▶ [EXTRAIT PRÉSENTÉ]
Dans Bien-être (Gallimard, 2024), l’auteur américain Nathan Hill retrace les trajectoires individuelles et conjugales de deux quadragénaires dans le Chicago d’aujourd’hui. L’histoire de Jack et Elizabeth, c’est le tableau désabusé de nos sociétés postmodernes, de leurs mutations, de leur impact sur l’amour et les individus.
« Le monde est devenu ce grand hypertexte que plus personne ne sait lire. » Difficile de ne pas partager ce constat fataliste de Jack, où complexification du monde rime avec digitalisation. Avec cet entrelacement entre réalité et virtualité, le romancier nous rappelle que c’en est fini de nos vies unidimensionnelles.
Et il en va de même pour la littérature. Liseuse, littératie numérique, plateformes de lecture sociale, fan fictions, booktubeurs, booktokeuses : les évolutions sont nombreuses, on les analyse dans une récente émission de Nipédu1.

▶ [CONSIGNE] Réécris l'extrait consacré à Bien-être entre "Et il en va" et "émission de Nipédu1.", bornes incluses, en mettant "poésie" à la place de "littérature". Réponds en te fondant uniquement sur l'extrait consacré à Bien-être.

▶ [LIGNES ENREGISTRÉES]

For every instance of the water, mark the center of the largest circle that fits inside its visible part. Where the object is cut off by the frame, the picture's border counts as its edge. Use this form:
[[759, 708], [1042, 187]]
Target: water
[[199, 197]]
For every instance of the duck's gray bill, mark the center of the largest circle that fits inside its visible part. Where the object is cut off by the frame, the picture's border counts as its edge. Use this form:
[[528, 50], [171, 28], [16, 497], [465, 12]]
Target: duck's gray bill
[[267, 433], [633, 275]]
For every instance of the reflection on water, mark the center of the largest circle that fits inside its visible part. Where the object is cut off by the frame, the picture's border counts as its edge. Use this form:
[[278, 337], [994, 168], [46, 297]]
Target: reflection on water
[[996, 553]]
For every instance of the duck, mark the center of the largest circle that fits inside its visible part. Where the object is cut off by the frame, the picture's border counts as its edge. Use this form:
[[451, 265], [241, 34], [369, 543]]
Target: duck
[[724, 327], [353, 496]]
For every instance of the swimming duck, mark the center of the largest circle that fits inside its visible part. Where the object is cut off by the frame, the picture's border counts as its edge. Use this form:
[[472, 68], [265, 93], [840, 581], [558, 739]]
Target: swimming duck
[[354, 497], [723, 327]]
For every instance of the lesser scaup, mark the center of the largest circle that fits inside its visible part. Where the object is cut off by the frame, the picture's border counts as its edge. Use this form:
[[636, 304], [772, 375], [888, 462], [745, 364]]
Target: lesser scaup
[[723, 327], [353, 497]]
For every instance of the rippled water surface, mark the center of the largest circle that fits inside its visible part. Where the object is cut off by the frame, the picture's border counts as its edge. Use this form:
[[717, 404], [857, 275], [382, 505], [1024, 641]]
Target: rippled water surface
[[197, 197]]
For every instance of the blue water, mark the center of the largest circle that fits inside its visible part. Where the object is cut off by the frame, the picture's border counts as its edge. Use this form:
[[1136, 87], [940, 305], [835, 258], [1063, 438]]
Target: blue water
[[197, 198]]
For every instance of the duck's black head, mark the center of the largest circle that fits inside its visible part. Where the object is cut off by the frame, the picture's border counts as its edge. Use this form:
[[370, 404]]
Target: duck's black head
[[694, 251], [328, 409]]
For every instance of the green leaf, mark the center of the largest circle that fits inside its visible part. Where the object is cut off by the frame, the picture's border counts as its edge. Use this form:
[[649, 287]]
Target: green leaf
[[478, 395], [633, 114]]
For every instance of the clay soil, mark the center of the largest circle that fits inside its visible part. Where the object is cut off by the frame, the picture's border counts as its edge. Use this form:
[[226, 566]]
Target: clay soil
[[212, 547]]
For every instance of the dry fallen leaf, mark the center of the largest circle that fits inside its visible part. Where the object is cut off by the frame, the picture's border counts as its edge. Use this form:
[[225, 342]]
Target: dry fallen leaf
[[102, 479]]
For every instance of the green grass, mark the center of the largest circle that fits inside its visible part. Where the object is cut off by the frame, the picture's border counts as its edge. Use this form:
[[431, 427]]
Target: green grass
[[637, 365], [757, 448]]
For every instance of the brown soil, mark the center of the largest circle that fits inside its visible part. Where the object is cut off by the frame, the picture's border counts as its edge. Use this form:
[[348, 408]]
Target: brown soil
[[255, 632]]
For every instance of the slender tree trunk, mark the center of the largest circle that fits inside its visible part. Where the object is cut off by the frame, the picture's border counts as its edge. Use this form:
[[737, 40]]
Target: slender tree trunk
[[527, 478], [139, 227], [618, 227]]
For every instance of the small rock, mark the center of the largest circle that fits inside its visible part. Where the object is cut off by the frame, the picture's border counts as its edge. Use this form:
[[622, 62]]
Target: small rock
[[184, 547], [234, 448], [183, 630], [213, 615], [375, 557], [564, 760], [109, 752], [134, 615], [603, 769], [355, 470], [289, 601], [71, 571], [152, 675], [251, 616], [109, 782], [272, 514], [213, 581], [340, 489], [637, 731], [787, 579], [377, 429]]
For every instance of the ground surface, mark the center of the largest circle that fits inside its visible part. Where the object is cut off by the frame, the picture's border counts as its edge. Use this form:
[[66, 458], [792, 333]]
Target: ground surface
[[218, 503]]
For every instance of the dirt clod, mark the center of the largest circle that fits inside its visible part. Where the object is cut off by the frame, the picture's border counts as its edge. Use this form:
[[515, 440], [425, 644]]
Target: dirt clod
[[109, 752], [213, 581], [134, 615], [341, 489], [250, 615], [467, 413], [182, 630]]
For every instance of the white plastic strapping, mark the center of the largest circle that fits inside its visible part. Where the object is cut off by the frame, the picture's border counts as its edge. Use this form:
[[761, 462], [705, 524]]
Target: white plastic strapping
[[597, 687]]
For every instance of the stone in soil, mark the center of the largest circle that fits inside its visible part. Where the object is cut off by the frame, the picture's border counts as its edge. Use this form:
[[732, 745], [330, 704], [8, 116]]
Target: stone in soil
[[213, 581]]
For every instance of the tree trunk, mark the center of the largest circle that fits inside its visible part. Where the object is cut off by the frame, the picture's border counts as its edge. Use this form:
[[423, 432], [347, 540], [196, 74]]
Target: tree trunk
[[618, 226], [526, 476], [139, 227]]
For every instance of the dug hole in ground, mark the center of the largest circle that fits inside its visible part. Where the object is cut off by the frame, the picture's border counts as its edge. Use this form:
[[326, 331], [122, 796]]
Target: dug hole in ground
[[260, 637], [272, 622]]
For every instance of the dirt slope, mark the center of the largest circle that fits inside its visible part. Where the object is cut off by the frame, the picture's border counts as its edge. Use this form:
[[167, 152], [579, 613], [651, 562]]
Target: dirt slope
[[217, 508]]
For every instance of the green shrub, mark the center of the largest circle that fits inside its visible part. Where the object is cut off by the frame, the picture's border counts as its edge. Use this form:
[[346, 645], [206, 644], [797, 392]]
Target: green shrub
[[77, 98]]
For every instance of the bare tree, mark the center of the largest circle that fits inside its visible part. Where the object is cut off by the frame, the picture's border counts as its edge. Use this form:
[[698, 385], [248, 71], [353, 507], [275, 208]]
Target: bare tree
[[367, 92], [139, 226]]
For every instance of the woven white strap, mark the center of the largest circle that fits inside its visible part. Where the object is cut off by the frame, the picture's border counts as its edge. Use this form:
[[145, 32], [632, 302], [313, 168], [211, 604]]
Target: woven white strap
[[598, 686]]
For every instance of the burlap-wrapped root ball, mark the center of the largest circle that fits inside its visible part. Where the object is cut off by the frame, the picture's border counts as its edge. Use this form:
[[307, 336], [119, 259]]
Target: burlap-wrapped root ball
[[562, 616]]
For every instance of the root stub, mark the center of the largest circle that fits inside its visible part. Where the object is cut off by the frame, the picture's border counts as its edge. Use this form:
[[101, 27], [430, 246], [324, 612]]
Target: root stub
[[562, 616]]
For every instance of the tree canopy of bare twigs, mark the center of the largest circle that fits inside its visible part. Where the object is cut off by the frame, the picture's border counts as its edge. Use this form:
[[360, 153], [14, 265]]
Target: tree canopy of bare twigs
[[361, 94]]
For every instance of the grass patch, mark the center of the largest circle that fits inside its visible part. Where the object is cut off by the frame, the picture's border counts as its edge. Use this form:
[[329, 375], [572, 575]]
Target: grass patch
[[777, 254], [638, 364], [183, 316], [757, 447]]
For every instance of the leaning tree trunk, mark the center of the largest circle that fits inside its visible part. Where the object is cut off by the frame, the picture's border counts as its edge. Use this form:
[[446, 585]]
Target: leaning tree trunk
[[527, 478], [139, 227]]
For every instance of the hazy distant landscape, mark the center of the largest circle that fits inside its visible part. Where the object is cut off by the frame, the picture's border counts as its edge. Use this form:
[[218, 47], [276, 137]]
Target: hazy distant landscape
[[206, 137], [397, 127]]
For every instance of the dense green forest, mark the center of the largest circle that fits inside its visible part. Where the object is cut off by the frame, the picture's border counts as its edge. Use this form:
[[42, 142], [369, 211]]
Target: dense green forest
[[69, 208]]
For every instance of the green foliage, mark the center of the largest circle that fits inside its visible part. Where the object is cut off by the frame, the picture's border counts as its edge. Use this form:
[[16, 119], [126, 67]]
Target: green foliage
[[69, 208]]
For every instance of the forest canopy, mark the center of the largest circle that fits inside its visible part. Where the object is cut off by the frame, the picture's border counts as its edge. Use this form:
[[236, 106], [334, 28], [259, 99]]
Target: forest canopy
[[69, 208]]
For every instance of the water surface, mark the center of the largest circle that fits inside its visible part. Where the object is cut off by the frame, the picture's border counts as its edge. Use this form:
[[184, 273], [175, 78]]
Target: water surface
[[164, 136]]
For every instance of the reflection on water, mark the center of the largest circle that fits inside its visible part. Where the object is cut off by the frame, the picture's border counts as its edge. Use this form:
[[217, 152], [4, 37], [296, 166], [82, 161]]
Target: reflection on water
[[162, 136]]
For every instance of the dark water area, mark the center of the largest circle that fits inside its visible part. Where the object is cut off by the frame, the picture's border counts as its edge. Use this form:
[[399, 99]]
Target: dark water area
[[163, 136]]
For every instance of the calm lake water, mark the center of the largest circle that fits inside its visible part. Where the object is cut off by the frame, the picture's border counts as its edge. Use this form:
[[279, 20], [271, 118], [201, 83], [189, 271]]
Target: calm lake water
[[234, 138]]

▶ [RÉPONSE ATTENDUE]
Et il en va de même pour la poésie. Liseuse, littératie numérique, plateformes de lecture sociale, fan fictions, booktubeurs, booktokeuses : les évolutions sont nombreuses, on les analyse dans une récente émission de Nipédu1.